▸ THE REQUEST: Repeat all of the records below word for word, but leave the pictures out.

[Coordinate annotation entries]

•••

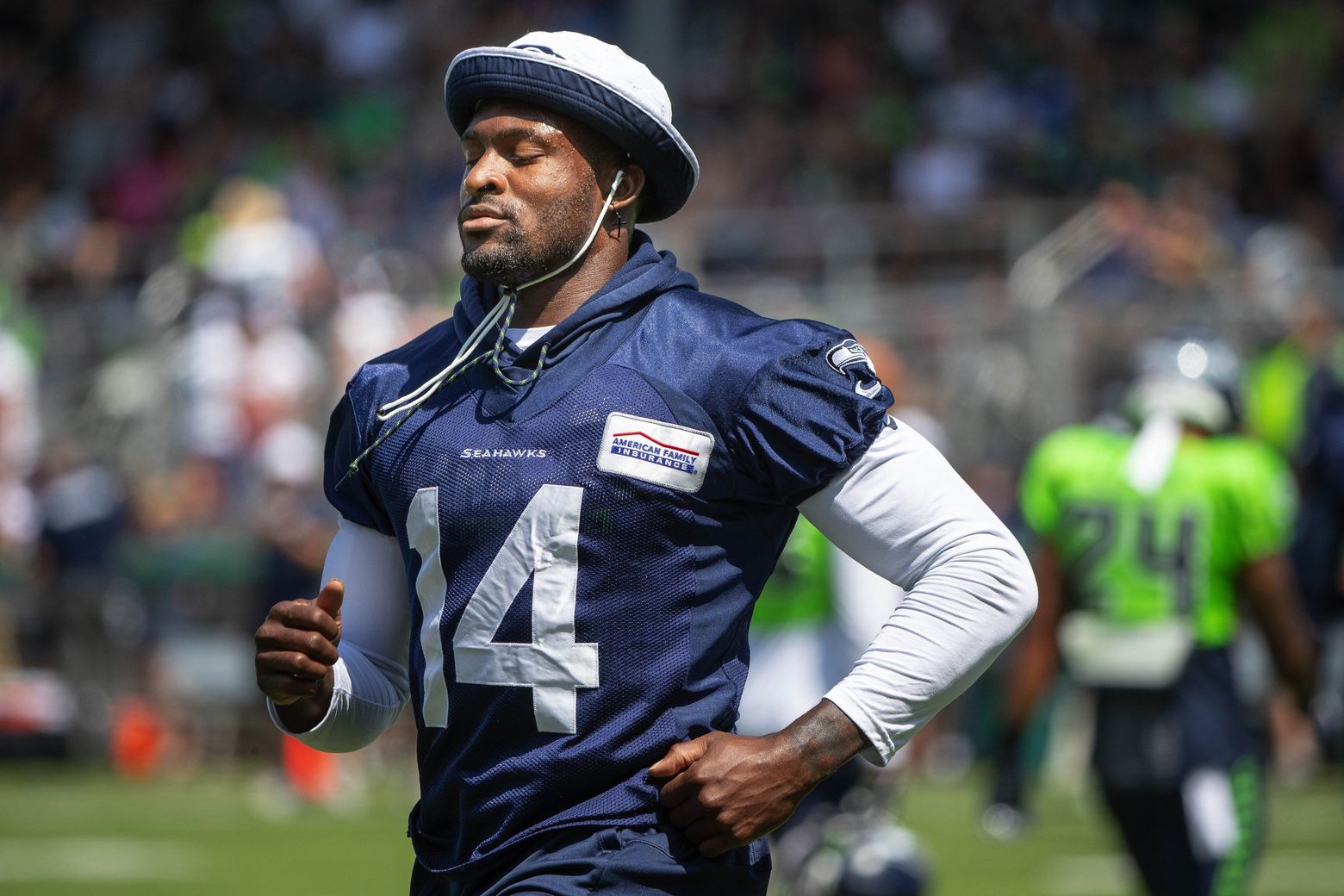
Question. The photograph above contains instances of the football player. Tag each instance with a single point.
(1147, 540)
(558, 506)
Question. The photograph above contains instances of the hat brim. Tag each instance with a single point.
(504, 72)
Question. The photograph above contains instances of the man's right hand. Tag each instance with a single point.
(296, 650)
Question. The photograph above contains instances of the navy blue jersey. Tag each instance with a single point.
(586, 548)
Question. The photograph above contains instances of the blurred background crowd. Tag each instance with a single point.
(213, 213)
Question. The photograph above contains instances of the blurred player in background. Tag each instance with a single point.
(1147, 540)
(628, 456)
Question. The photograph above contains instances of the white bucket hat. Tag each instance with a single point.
(593, 82)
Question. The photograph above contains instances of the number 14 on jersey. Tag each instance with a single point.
(542, 544)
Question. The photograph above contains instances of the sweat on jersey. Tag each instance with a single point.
(583, 551)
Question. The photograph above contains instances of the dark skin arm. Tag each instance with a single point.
(296, 650)
(727, 790)
(1267, 588)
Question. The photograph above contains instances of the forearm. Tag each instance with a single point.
(937, 643)
(823, 739)
(364, 698)
(366, 688)
(905, 513)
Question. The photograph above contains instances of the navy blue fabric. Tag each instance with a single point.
(643, 862)
(1152, 739)
(1154, 826)
(1317, 550)
(667, 578)
(671, 177)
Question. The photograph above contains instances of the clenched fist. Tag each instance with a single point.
(296, 650)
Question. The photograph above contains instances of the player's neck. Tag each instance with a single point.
(551, 302)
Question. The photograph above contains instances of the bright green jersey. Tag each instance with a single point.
(1135, 557)
(799, 591)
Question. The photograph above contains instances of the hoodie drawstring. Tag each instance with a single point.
(501, 314)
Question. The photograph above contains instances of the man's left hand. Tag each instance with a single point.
(727, 790)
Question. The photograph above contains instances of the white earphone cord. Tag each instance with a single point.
(510, 295)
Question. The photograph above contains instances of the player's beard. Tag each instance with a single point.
(513, 256)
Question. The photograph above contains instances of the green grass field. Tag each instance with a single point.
(66, 831)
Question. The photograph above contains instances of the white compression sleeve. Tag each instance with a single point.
(371, 679)
(905, 513)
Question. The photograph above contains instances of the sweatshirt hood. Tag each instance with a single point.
(647, 274)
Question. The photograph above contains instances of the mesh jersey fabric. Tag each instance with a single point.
(1226, 501)
(669, 564)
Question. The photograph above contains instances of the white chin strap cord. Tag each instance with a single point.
(497, 316)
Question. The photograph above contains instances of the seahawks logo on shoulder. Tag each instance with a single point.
(851, 360)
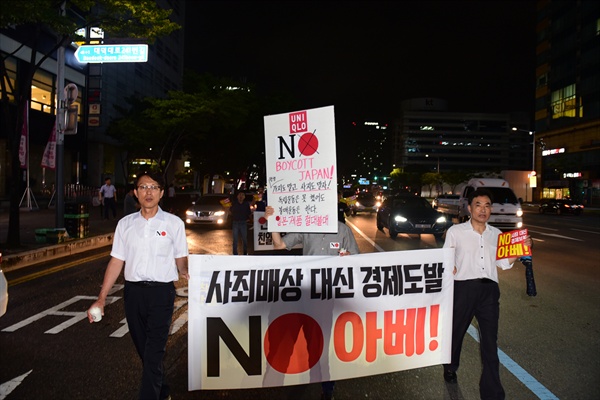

•••

▸ OUTPUT FOR THIS EXERCISE:
Question. The photograph above contains instances of the football player. Tag each instance with a single point.
(1147, 540)
(558, 506)
Question. The photograph above contains instances of the hat brim. Tag each instance with a single point.
(504, 72)
Question. The photograph above contains instances of the man's right hand. Tag each instance with a single point.
(296, 650)
Question. The photograph above contains instances of the navy blue jersey. Tag each instance with a single point.
(586, 548)
Question. The photograph above contains instances of the blurred background crowd. Tag each instance with a single point.
(213, 213)
Question. The photograph above contains instances of the blurred player in background. Tag each instance with a single point.
(1147, 540)
(628, 456)
Question. The photograph above contains instances of the white bucket hat. Tag each instance with a single point.
(593, 82)
Question. The photograph above contains instances of the number 14 on jersey. Tag each instance with a single point.
(542, 544)
Question. The photograph above contains instances of the sweat on jersey. Tag each instance with a single point.
(583, 551)
Question. The photograph above contains instances of the dark skin arm. Tag each instance with a single point.
(296, 650)
(727, 790)
(1267, 588)
Question. The photograph above contains instances of the forearm. Tag each instance with a single point.
(937, 643)
(823, 739)
(364, 698)
(366, 688)
(905, 513)
Question. The photograph above contains instances of the navy blue fabric. Tag each instance with a single point.
(643, 862)
(1152, 739)
(1154, 826)
(1317, 550)
(667, 578)
(671, 177)
Question. The photograph above contains instances of the clenched fist. Tag each instance with a single point.
(296, 650)
Question. The photograph above contains instances of the player's neck. Tag each instance with a single point.
(551, 302)
Question. The photograph above contains instances of the bright green jersey. Tag each instance with a single point.
(1135, 557)
(799, 591)
Question. The photograph above contains instances of the hoodie drawstring. Tag each instance with a single point.
(501, 314)
Question. The photograph above contains instances of the man's left hand. Tag each instance with a single point.
(727, 790)
Question. The photograph above contains instances of the white earphone cord. Tag each instance with a single point.
(510, 295)
Question. The photograph above contains instances of the player's beard. Tag each instance with a single point.
(513, 256)
Question. The photograph above contains instances of the green grass field. Tag each instance with a single point.
(66, 831)
Question. The photograph above contains instances of the white compression sleeve. Tag each instance with a single point.
(371, 679)
(905, 513)
Question. The photograph above contains instances of the sweatshirt hood. Tag each instance with a single point.
(647, 274)
Question. The photograph above contains instances of the mesh jersey fabric. Tag each instance with a single point.
(1226, 501)
(669, 564)
Question. The photograph above contains instances of the white chin strap cord. Tag each instance with a single point.
(497, 316)
Question. The photograph above contains instances of the seahawks logo on shoulder. Tag each instance with a single point.
(851, 360)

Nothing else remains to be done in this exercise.